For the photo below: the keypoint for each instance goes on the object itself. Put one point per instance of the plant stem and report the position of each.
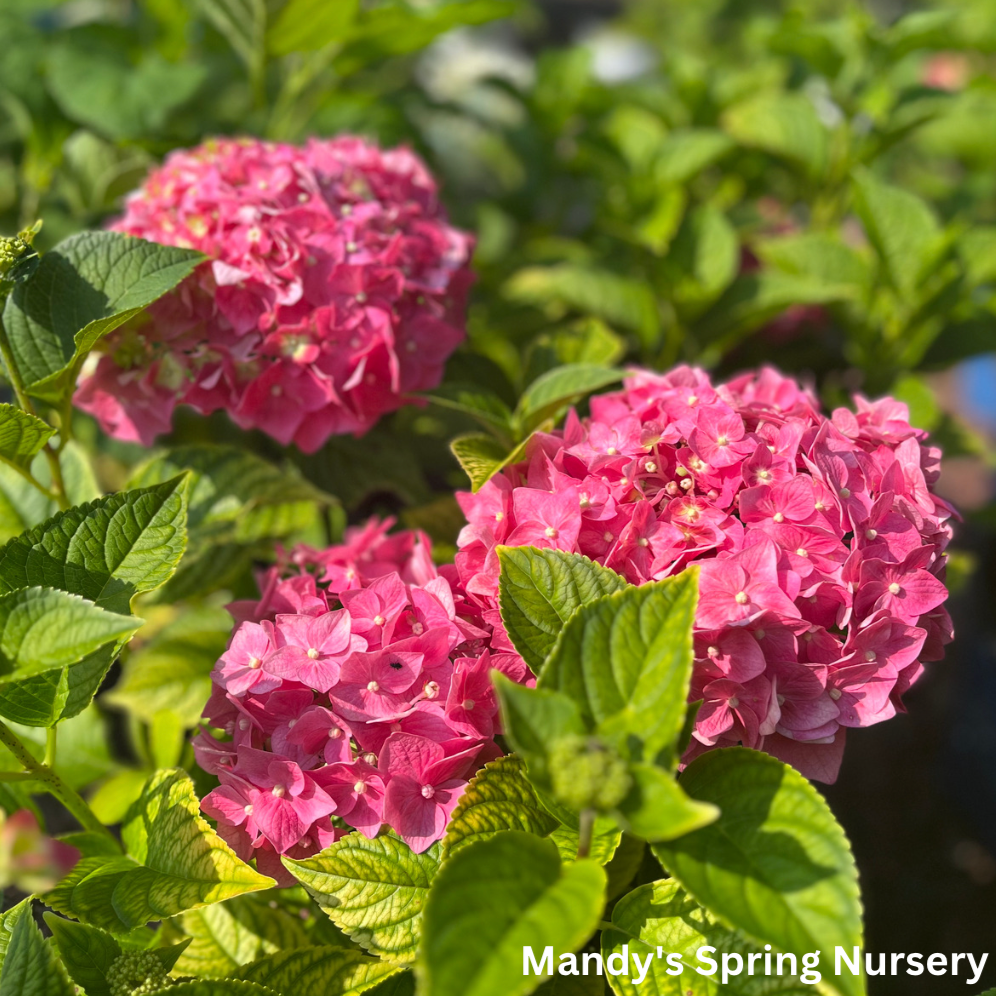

• • •

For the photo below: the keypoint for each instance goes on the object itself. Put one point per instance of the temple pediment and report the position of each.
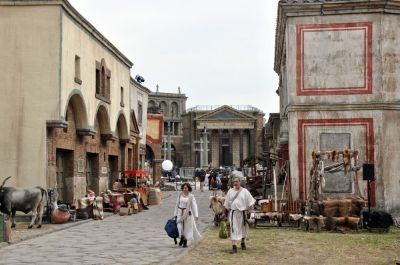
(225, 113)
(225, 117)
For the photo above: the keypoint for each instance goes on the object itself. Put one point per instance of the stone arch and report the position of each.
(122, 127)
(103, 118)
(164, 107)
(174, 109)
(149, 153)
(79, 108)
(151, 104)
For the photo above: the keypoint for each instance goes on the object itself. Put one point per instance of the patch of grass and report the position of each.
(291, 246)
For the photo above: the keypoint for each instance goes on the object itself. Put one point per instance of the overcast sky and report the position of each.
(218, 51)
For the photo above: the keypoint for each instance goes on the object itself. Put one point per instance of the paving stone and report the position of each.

• • •

TASK STATEMENT: Copy the material above word for word, from the line with "pediment and report the position of each." to the line with "stone and report the position of each.", including both of those lines. Leave the pictures out.

SOLUTION:
For the photo below: the keypoint for each instance goes on the object itself. Put one point per instance of the temple pediment and report the position of each.
(225, 113)
(225, 117)
For the photo above: the keypoint for each instance goes on the object itself. Put one point per instance of the stone arch and report the position of each.
(122, 127)
(103, 118)
(164, 107)
(174, 109)
(149, 153)
(79, 108)
(151, 104)
For the photo above: the keypoint for each instance goes on the object itself. Put one point per instance of the patch of grass and report the position of each.
(291, 246)
For the photo above: the keypoint for each instance goes on the object itself. Put one point per instance of the overcast sky and report the position of each.
(218, 51)
For the photo above: the keypoint for each instance goes on the object itself. Put one point per instance of the paving stone and report the position of each.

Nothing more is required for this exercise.